> **Work task**: For each statement, answer yes or no according to the case report below, quoting the words of the report that decide it. 1. Sodium valproate easily controlled the condition. 2. Interictal EEG showed hypsarrhythmia. 3. The cerebellar involvement came with obvious ataxia.

> **Extracted text**:
──────────

In this report, the case was characterized by generalized seizures that manifest as epileptic spasms and frequent seizures, and diagnosed as early-onset West syndrome. The condition was hard to be controlled with sodium valproate, large doses of vitamin B6 and adrenocorticotropic hormone. EEG recording showed multifocal epileptiform discharges, especially in the bilateral posterior regions, and burst suppression, and interictal EEG showed hypsarrhythmia, similar to the reported GOF effect on EEG discharges. In addition, these abnormal EEG recordings were accompanied by psychomotor retardation and cerebellar involvement without obvious ataxia. This case was therefore considered to be the KCNA2 GOF mutation-related encephalopathy, which usually has a severe phenotype.

──────────

> **Supplied records**:
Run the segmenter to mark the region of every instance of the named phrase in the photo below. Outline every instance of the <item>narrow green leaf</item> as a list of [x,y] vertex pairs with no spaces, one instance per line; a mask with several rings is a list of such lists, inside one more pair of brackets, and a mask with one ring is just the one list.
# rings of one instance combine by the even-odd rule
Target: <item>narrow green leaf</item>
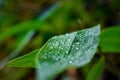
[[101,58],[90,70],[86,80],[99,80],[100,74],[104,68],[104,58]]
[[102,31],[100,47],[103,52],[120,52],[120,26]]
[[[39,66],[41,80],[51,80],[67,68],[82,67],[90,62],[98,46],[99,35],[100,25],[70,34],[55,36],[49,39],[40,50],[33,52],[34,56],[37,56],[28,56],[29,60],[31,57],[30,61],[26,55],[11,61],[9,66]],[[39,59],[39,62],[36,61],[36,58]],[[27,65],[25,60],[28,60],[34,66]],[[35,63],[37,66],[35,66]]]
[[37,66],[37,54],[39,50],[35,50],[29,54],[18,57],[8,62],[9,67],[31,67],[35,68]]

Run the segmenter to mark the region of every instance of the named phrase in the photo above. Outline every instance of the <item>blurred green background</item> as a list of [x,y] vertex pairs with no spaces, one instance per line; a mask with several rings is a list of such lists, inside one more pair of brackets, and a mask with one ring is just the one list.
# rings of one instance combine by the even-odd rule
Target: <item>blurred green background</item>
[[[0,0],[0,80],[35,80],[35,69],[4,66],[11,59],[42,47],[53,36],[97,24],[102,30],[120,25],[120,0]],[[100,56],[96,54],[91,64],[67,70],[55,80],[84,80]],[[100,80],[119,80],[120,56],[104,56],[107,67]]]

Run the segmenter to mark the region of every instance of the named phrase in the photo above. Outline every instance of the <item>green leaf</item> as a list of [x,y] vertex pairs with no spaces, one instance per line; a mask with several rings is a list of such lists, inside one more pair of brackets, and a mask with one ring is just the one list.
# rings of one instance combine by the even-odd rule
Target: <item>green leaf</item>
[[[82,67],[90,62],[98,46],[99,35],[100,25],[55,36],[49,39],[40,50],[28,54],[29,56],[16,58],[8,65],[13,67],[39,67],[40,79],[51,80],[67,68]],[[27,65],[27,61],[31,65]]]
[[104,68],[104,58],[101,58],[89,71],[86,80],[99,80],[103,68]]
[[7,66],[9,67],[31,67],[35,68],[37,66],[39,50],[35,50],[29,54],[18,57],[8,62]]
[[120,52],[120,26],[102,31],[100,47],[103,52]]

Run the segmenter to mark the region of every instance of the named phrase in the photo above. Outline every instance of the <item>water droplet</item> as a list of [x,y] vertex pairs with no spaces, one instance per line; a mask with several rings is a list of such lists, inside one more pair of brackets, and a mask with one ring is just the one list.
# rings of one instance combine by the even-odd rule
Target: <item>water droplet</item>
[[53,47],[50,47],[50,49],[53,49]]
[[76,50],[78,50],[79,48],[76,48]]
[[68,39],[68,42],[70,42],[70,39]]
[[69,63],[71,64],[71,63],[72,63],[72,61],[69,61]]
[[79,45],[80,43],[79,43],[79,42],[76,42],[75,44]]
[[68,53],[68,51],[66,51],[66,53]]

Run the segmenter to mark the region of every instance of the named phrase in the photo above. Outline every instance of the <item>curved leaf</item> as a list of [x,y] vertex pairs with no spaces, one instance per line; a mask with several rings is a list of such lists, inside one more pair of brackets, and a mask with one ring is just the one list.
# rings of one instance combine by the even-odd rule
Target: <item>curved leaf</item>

──────────

> **Result**:
1. No: "The condition was hard to be controlled with sodium valproate, large doses of vitamin B6 and adrenocorticotropic hormone."
2. Yes: "interictal EEG showed hypsarrhythmia"
3. No: "cerebellar involvement without obvious ataxia"